(Exercise description): Look through the records below and collect all lines that hold the string "Target".

[Provided data]

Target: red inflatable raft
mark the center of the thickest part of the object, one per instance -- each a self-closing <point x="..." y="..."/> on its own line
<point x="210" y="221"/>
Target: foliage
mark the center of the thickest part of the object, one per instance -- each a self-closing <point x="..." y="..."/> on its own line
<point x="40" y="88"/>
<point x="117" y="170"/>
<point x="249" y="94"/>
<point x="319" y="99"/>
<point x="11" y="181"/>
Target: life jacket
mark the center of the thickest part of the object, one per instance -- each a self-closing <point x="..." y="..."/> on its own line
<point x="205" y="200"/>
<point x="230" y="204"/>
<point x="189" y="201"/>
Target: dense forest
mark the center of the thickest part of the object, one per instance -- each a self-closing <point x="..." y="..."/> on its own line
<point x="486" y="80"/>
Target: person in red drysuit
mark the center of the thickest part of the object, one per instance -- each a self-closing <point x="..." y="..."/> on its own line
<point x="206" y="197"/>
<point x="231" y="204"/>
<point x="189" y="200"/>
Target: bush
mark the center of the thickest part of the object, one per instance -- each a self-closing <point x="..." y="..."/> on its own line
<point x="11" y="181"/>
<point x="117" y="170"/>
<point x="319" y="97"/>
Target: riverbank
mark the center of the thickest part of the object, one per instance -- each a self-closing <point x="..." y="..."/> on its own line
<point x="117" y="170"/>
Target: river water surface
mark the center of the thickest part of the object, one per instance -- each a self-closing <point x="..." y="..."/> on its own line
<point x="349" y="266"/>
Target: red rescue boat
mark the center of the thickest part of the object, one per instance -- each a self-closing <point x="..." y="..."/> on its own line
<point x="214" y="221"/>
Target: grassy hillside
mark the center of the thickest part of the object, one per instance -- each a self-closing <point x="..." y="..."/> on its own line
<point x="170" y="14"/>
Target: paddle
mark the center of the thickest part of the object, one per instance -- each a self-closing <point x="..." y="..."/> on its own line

[/Provided data]

(Response below):
Target: red inflatable raft
Target: foliage
Target: life jacket
Target: dense forest
Target: person in red drysuit
Target: bush
Target: riverbank
Target: river water surface
Target: red rescue boat
Target: grassy hillside
Target: paddle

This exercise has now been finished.